━━━ Available records

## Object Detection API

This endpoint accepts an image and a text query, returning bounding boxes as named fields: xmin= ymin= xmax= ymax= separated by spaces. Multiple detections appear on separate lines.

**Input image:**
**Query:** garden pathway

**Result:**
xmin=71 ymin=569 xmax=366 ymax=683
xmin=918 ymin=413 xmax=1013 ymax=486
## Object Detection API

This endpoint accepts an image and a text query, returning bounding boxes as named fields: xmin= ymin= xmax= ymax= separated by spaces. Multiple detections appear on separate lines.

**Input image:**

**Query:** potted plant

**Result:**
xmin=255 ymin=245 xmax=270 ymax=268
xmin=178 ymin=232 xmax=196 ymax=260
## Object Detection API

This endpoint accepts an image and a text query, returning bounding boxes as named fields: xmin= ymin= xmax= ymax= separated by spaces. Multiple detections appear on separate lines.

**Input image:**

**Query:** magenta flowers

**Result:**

━━━━━━
━━━ Available records

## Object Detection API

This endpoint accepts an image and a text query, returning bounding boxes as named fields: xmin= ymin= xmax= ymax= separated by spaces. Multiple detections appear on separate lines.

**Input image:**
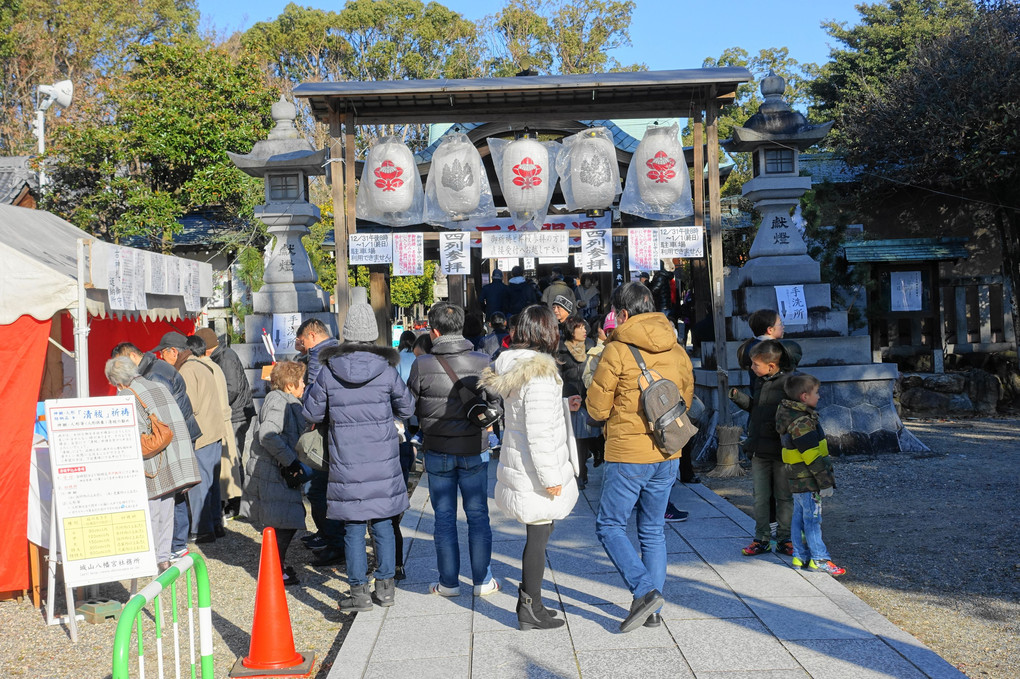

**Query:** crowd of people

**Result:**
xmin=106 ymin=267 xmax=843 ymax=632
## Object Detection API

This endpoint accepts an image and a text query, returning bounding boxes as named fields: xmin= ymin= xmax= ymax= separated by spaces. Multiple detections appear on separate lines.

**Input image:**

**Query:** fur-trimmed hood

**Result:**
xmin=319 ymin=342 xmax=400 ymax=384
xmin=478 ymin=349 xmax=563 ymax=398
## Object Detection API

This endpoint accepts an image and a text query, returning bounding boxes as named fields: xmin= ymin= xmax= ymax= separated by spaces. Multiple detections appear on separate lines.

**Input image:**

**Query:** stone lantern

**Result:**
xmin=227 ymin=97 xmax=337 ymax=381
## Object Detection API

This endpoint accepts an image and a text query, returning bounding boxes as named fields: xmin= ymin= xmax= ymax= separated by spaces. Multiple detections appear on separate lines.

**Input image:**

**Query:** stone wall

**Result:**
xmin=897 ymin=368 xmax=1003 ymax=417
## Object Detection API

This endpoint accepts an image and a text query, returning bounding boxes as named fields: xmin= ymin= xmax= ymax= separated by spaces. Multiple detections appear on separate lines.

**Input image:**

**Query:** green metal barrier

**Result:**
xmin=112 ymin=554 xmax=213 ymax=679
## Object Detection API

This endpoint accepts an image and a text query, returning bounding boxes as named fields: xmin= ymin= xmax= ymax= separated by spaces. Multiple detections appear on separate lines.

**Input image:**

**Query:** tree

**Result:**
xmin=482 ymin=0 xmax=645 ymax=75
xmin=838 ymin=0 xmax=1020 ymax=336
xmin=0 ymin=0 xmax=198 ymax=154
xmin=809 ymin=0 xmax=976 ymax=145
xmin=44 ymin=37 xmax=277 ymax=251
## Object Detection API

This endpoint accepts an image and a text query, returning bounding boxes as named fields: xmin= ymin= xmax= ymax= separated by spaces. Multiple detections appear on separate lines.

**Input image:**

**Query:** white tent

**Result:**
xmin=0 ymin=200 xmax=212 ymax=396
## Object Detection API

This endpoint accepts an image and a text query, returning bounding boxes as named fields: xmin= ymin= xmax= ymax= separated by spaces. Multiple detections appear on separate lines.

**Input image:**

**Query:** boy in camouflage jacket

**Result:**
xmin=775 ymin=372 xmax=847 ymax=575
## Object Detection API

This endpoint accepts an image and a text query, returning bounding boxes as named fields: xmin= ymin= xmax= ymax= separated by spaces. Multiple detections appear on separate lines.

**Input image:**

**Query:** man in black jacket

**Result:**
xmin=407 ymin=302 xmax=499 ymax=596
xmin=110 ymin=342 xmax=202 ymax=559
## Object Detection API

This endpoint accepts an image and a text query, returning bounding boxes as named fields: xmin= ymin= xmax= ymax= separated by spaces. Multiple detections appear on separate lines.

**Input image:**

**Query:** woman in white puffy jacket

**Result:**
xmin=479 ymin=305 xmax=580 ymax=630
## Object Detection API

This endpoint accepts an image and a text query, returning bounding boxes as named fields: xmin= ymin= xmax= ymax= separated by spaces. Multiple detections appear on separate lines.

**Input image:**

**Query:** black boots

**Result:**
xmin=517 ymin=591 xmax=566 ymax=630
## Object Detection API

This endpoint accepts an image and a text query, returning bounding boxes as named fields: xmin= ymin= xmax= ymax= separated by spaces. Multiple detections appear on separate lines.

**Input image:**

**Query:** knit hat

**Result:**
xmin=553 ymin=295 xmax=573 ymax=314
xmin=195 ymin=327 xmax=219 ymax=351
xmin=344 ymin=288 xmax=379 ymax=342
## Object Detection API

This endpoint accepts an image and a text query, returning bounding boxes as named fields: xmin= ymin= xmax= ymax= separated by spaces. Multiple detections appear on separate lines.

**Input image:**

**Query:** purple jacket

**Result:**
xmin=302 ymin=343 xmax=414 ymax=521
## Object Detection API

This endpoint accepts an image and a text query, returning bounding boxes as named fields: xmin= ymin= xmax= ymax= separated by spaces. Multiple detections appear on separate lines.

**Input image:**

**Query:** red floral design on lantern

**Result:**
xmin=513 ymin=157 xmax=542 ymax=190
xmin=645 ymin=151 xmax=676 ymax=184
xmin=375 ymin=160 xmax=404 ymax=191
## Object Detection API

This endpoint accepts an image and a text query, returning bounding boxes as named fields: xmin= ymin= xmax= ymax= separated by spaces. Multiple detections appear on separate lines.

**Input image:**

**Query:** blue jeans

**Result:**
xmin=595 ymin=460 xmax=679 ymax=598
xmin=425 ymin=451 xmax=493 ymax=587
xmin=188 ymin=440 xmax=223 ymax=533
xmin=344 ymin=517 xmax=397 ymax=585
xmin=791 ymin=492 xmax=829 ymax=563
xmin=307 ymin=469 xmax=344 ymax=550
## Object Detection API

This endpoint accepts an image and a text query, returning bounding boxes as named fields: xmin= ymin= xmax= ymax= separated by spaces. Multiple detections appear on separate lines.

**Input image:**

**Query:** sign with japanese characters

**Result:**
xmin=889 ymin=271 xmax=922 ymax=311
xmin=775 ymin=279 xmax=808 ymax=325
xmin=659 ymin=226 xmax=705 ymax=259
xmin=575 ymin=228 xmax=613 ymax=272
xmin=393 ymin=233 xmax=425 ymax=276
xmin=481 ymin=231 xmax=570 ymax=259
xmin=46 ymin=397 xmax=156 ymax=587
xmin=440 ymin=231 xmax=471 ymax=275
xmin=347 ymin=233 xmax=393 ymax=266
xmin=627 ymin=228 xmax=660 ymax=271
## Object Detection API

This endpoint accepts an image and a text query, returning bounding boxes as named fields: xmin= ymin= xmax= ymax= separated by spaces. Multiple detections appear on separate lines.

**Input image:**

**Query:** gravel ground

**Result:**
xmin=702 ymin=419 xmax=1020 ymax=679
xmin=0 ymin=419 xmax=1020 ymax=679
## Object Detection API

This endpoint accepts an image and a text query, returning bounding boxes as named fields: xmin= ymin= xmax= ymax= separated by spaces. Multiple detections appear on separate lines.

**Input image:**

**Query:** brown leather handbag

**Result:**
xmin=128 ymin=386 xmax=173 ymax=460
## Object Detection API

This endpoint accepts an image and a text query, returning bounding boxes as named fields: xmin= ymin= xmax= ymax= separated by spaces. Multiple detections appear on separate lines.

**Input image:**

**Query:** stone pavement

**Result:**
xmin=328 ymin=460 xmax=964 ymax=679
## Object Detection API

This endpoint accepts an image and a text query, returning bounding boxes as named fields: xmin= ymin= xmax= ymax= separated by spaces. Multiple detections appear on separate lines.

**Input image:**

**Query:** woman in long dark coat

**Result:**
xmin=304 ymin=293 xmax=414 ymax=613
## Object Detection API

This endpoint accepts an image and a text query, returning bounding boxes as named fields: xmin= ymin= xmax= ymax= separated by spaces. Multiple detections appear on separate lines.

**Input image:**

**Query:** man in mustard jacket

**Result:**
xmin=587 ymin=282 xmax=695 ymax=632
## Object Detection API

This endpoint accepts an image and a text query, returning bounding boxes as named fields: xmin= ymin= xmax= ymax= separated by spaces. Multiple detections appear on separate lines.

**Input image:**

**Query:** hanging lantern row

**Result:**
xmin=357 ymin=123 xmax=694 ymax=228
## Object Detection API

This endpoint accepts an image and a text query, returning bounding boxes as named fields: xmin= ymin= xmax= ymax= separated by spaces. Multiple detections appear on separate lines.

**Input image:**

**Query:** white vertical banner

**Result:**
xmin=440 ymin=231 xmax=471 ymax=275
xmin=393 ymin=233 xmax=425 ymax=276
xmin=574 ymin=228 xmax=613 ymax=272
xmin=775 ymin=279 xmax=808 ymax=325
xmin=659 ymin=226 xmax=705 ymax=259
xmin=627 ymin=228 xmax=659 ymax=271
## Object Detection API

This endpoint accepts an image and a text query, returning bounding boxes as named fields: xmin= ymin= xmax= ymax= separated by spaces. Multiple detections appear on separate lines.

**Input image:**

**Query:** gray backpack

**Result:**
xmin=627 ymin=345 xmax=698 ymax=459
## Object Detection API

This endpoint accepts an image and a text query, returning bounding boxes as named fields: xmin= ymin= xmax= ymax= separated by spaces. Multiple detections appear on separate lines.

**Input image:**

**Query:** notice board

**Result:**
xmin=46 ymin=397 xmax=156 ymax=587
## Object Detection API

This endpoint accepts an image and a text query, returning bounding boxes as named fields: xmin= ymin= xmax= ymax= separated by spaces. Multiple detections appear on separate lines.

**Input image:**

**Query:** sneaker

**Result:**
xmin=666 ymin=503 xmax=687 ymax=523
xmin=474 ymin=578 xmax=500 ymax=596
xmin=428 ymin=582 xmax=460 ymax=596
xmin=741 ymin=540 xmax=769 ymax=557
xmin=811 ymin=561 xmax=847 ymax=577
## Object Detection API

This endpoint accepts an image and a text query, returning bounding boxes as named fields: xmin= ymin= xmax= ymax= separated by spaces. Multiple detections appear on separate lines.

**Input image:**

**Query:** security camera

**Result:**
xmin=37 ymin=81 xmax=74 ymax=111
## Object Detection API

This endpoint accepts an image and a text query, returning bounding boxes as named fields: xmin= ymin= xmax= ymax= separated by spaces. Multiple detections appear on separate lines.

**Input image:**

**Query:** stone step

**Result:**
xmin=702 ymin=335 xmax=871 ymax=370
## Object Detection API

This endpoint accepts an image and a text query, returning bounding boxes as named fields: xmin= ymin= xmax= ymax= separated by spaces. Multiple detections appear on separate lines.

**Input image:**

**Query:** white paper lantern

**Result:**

━━━━━━
━━━ Available records

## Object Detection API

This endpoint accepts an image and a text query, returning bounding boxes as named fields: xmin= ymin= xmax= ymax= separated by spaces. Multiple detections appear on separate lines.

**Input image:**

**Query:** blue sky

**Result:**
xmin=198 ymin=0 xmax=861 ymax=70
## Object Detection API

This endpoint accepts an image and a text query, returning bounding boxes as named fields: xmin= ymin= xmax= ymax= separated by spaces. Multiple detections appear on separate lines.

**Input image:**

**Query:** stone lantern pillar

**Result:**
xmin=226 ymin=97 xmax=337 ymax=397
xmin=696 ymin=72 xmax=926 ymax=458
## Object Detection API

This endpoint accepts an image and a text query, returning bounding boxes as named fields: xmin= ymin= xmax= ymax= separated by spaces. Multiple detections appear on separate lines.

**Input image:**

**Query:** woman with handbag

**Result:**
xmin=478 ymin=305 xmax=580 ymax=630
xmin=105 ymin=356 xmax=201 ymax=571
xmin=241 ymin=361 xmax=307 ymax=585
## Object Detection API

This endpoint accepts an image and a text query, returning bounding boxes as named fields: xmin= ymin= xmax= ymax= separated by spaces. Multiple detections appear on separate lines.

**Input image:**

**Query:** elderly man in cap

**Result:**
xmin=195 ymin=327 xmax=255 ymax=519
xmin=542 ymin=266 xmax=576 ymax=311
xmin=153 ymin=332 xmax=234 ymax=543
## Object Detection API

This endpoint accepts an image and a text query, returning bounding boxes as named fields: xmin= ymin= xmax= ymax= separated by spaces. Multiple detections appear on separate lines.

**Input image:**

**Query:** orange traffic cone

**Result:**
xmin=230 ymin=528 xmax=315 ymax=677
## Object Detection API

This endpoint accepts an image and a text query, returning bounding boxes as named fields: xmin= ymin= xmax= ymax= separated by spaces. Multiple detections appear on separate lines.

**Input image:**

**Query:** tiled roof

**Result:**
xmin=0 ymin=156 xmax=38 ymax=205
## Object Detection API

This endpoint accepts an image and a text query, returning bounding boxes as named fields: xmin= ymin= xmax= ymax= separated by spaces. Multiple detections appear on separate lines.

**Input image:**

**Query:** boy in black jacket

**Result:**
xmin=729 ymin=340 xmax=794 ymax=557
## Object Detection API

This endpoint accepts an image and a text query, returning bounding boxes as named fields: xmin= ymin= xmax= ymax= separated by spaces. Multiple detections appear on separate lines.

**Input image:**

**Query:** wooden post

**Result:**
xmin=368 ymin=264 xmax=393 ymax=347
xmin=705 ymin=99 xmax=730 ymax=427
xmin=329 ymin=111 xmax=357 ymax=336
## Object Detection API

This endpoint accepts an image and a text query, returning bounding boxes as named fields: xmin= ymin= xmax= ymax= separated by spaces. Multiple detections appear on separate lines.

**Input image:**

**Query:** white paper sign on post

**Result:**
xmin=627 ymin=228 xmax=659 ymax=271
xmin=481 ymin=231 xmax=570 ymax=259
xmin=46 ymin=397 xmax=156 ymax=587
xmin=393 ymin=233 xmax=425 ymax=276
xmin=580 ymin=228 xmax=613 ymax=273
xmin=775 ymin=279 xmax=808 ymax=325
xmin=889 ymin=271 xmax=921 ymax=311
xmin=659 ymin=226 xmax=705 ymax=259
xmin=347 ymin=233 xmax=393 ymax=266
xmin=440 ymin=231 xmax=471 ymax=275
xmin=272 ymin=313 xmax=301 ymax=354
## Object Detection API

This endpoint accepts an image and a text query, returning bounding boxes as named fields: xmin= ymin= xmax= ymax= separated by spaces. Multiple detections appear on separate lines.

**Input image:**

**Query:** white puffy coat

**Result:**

━━━━━━

**The exercise:** Extract each line from the items above that contains the string "puffy", treating uppercase and lowercase letters as different.

**Result of the exercise:**
**Query:** woman in white puffy jacket
**Query:** white puffy coat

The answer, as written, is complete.